Stored entries:
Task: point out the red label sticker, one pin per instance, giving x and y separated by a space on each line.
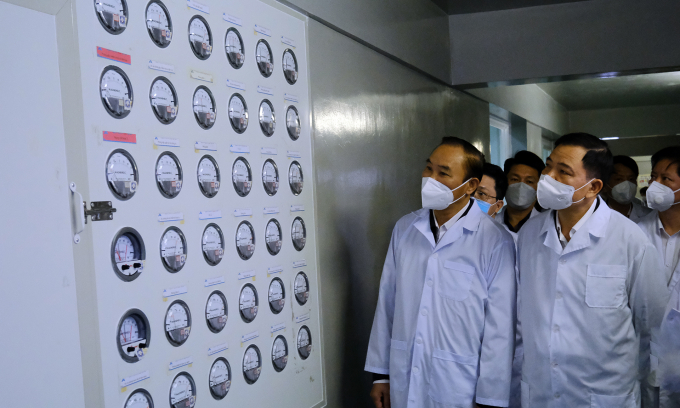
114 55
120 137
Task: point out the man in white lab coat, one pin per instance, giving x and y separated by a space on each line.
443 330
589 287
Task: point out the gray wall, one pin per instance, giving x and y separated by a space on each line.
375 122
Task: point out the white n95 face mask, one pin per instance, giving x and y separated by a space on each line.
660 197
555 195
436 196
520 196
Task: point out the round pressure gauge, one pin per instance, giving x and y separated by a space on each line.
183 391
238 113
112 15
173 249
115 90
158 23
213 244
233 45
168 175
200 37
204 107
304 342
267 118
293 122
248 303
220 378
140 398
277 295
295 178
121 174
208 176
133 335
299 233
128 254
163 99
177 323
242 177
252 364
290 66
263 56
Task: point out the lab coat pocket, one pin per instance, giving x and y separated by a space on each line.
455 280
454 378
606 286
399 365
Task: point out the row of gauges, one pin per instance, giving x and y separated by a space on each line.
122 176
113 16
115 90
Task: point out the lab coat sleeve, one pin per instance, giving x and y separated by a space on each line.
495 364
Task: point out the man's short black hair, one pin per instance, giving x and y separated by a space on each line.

> [WHAT IS NEEDED]: Render the data from the line containing "Task: point out the lab coat sleeve, one" through the final line, both included, as a numbered list with blank lines omitted.

> [EXERCISE ANSWER]:
1. Task: point out the lab coat sleeve, one pin per instance, giving x and y separated by a space on each line.
2. 495 364
3. Task: point out the man's short black hair, one pin per instance, giving x and y separated by a space on each line.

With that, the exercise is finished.